-- EXERCISE INSTRUCTIONS --
Among the entries below, find the lines that contain the string "instance". State only how many there are.

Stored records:

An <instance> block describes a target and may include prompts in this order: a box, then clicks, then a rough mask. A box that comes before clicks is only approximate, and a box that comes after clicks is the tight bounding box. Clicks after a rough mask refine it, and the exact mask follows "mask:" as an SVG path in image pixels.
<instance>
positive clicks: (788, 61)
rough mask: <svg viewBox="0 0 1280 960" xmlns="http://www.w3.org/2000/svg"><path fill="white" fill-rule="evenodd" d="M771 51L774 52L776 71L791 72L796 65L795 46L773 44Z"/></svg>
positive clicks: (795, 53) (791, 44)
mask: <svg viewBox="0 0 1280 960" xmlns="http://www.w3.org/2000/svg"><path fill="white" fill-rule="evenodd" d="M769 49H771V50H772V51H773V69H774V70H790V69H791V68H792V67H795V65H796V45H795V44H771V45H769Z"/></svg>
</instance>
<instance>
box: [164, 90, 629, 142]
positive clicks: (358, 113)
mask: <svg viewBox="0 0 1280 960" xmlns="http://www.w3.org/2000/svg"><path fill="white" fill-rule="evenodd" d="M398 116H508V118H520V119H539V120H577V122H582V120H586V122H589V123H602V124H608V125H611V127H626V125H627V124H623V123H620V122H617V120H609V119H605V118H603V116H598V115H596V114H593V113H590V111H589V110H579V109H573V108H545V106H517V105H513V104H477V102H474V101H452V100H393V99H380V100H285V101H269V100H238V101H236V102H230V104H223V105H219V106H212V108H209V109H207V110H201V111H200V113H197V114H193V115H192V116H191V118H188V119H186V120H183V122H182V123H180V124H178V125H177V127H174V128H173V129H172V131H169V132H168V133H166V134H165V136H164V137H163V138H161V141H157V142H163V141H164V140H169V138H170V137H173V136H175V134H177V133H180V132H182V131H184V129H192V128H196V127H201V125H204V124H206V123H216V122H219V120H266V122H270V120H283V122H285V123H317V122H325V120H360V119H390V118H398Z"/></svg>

-- EXERCISE SOLUTION --
4